_Activity 1:_ From the CollabCoder summary, quote the passage starting at "CollabCoder: Plan-Code Co-Evolution" and ending at "to existing methods.".
_Activity 2:_ According to the CollabCoder summary, what confidence weight does CDM give to plan analysis?
_Activity 3:_ Render this sentence from the CollabCoder summary in Spanish: "CollabCoder introduces a CDM (Collaborative Decision-Making) module that dynamically decides whether to update the plan or the code at each iteration."

_Study text:_
CollabCoder: Plan-Code Co-Evolution via Collaborative Decision-Making for Efficient Code Generation
TL;DR Highlight
A multi-agent framework that co-evolves plans and code, simultaneously achieving 11-20% higher accuracy and a 4-10 reduction in API calls compared to existing methods.
Who Should Read
AI engineers designing or improving LLM-based code generation pipelines. Specifically, developers looking to enhance the performance of debugging agents in complex programming problems.
Core Mechanics
- The core problem of existing multi-agent code generation systems is that 'they keep fixing the code even if the plan is wrong.' CollabCoder introduces a CDM (Collaborative Decision-Making) module that dynamically decides whether to update the plan or the code at each iteration.
- CDM performs three perspectives (plan analysis, code analysis, plan-code consistency analysis) simultaneously and makes consensus-based decisions based on the confidence weights of each analysis (wπ=0.4, wc=0.3, walign=0.3).

Data extracted from a collection
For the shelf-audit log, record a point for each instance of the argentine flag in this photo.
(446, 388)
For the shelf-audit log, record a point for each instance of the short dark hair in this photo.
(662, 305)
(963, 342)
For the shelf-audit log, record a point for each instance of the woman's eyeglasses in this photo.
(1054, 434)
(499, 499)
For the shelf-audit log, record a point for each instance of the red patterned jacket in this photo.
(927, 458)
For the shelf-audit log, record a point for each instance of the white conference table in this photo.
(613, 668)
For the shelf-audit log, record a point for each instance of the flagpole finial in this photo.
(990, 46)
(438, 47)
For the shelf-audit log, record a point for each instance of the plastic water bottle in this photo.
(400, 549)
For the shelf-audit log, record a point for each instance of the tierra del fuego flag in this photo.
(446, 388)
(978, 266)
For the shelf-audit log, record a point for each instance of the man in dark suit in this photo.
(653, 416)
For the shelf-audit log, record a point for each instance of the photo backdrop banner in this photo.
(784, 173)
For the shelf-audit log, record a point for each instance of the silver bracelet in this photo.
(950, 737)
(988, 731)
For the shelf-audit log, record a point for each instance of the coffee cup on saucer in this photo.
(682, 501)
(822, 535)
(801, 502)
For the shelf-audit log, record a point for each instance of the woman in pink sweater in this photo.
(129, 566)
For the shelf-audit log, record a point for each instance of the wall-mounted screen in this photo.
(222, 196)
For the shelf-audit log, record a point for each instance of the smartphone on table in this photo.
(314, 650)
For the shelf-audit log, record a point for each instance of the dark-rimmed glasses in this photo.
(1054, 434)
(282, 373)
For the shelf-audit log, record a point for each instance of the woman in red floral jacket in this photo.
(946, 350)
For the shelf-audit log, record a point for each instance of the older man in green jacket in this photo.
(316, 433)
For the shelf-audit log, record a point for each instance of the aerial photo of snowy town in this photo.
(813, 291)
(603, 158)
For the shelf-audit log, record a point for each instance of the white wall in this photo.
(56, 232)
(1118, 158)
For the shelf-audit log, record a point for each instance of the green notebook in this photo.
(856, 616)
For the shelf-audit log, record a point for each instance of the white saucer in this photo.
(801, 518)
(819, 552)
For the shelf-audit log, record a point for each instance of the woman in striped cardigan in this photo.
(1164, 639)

_Output 1:_
CollabCoder: Plan-Code Co-Evolution via Collaborative Decision-Making for Efficient Code Generation
TL;DR Highlight
A multi-agent framework that co-evolves plans and code, simultaneously achieving 11-20% higher accuracy and a 4-10 reduction in API calls compared to existing methods.

_Output 2:_ 0.4

_Output 3:_ CollabCoder introduce un módulo CDM (Collaborative Decision-Making, toma de decisiones colaborativa) que decide dinámicamente si actualizar el plan o el código en cada iteración.